> _Raw records_:
— begin —

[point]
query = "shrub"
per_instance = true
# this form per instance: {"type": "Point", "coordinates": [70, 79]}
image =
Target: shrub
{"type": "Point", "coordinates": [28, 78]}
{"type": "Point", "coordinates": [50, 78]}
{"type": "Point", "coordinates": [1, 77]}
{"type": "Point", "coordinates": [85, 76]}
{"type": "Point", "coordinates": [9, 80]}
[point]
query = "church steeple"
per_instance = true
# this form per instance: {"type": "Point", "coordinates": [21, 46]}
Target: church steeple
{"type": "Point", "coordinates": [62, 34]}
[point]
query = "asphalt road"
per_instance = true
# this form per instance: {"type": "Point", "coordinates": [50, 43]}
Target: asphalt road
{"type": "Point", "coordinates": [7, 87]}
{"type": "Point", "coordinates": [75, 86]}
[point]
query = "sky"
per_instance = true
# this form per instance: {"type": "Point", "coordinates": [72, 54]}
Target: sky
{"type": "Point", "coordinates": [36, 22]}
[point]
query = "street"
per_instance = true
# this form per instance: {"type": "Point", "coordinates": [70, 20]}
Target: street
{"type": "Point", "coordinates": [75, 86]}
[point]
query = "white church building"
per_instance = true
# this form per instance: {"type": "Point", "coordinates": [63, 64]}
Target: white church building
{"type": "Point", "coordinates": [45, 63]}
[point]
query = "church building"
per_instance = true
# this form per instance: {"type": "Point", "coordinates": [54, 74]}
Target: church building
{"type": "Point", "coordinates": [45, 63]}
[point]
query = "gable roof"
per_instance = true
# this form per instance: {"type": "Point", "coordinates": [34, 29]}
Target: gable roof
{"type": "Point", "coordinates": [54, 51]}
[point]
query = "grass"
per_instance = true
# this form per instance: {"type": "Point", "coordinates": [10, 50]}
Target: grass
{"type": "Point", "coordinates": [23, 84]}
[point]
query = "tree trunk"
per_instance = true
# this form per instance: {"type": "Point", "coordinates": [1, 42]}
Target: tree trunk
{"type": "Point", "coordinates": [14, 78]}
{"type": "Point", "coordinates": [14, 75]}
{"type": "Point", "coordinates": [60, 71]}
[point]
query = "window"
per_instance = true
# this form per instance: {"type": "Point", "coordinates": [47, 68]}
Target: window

— end —

> _Your task_: Pick out every line in the records above that contains the string "Target", and copy each one. Case counts.

> _Exercise solution_:
Target: shrub
Target: church steeple
Target: asphalt road
Target: sky
Target: street
Target: white church building
Target: church building
Target: gable roof
Target: grass
Target: tree trunk
Target: window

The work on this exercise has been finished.